When I worked at a major television network a number of years ago, the VPs, who were mostly men, would ask, “As a leader would you rather be loved or feared?” Not surprisingly, the majority answered “feared.” These men took pride in being tough bosses. They were leaders who pushed people to do their best and stretch for big results. They did not accept excuses and could be punishing if you did not reach their expectations.
But what happens when women are hard-nosed, tough leaders? What if they choose to be “feared” over “loved” or what if that’s just their nature and not their choice? During the same time in my career, Martha Stewart was on the rise. Much of her success – and workplace criticism – was due to her hard-driving perfectionist nature. She embodied many of the same qualities as the male leaders I knew.
While we have evolved since then and the #MeToo movement has brought important issues to the forefront, we still have ingrained expectations when it comes to male and female leadership.
Why do men get away with acting aggressive and tough, but women do not? To understand this, we need to examine the adjectives we use to describe masculinity: strength, courage, independence, violence and assertiveness. We assume that men are more aggressive by nature and are therefore acting normally. But is it really masculinity that is driving that intense behavior or is it the desire to succeed?

Excerpted data
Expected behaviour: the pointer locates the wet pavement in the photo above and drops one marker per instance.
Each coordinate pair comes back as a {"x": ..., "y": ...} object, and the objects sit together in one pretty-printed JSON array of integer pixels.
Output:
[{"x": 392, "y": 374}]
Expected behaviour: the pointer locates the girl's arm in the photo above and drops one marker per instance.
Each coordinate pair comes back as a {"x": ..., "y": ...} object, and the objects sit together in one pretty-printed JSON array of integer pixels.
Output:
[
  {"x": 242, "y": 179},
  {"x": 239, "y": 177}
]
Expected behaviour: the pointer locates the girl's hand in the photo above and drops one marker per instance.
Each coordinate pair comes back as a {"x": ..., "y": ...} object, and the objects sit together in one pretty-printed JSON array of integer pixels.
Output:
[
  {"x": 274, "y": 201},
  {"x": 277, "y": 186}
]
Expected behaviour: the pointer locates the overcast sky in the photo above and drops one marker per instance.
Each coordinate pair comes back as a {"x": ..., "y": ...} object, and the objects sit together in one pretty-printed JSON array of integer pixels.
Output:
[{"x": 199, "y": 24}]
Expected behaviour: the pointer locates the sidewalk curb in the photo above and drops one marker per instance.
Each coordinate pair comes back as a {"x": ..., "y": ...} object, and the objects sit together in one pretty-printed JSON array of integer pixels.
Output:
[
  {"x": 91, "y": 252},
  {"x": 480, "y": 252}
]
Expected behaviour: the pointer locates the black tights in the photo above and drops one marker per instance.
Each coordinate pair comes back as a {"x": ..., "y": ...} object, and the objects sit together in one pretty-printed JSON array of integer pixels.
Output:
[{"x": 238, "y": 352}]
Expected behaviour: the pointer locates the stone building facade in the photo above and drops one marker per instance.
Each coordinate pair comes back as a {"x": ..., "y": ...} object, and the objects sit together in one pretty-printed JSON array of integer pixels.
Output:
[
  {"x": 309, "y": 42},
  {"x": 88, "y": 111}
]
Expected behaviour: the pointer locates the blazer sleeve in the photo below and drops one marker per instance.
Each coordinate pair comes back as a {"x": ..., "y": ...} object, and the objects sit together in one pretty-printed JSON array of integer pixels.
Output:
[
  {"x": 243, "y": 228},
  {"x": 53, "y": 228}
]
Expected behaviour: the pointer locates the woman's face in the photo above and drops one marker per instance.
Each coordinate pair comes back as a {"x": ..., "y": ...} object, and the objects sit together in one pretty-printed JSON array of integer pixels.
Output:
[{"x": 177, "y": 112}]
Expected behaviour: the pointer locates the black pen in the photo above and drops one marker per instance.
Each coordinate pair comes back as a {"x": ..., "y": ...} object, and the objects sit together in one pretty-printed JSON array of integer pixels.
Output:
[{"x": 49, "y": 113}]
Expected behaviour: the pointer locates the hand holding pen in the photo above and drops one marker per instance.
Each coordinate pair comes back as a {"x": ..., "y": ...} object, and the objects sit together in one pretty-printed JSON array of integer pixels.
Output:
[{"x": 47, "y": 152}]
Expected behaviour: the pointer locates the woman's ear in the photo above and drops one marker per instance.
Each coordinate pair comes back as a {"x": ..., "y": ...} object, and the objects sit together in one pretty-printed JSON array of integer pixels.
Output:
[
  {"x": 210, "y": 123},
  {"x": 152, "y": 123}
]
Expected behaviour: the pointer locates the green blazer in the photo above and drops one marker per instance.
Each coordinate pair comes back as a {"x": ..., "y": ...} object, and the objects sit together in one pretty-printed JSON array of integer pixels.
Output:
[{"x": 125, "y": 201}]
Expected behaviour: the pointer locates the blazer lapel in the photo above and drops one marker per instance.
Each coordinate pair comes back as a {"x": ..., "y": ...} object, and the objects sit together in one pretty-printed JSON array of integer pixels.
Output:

What you will do
1: Name every adjective the leadership passage says we use to describe masculinity.
2: According to the leadership passage, why are men who act aggressive and tough seen as acting normally? Answer in one to three sentences.
3: Continue the passage on male and female leadership from its last sentence.
The listing has no connection to the passage on leadership.

Responses by task
1: Strength, courage, independence, violence, and assertiveness.

2: We assume men are more aggressive by nature. Because of that, their tough behavior is treated as normal.

3:
From my experience studying human behavior as an executive career coach, I believe the answer lies in understanding personality styles and societal norms. People who have an extraordinary amount of drive can be intense and quiet or intense and explosive, and occasionally somewhere in the middle. I don’t think any of those combinations are driven by gender. Rather, it is related to their personality style and competitive nature.
For those who push fiercely for a goal, they are going to become outwardly upset if it gets derailed. The challenge for women is that society sees this as normal, even desirable in men and extremely undesirable in women. Aggressive behavior is not seen as natural for a woman and instead some consider it very unattractive.
As a consequence, women are constantly counseled against and punished for being too aggressive. They are ostracized at work, marginalized or fired from jobs and often seen as outcasts.
Serena Williams is our latest example of an angry woman. Feeling that she was falsely accused of cheating while she was trying to recover from a tough first set loss put her over the edge. In a championship game of that magnitude and after coming back from the birth of her child, it’s understandable. She was driving for perfection and in her mind the umpire tried to unfairly sabotage her. Regardless of who was right or wrong, what has to come into focus is the judgment society puts on women when they show intense emotion. It’s that intensity that got her to center court and we need to keep that in mind. She should be celebrated for her drive and accomplishments and, at the very least, understood when she displays frustration and anger.
In order for women to continue to rise, we have to recondition our thinking around what creates success and be more open-minded to the way women express it. We should remove the barriers and broaden the menu of emotional responses for women.
It is time for women to be let out of the box so that they can redefine the path however they choose.
If a woman wants to be quiet and intense, that doesn’t make her boring and weak. And if she wants to be explosive and intense, it doesn’t make her emotional and caustic.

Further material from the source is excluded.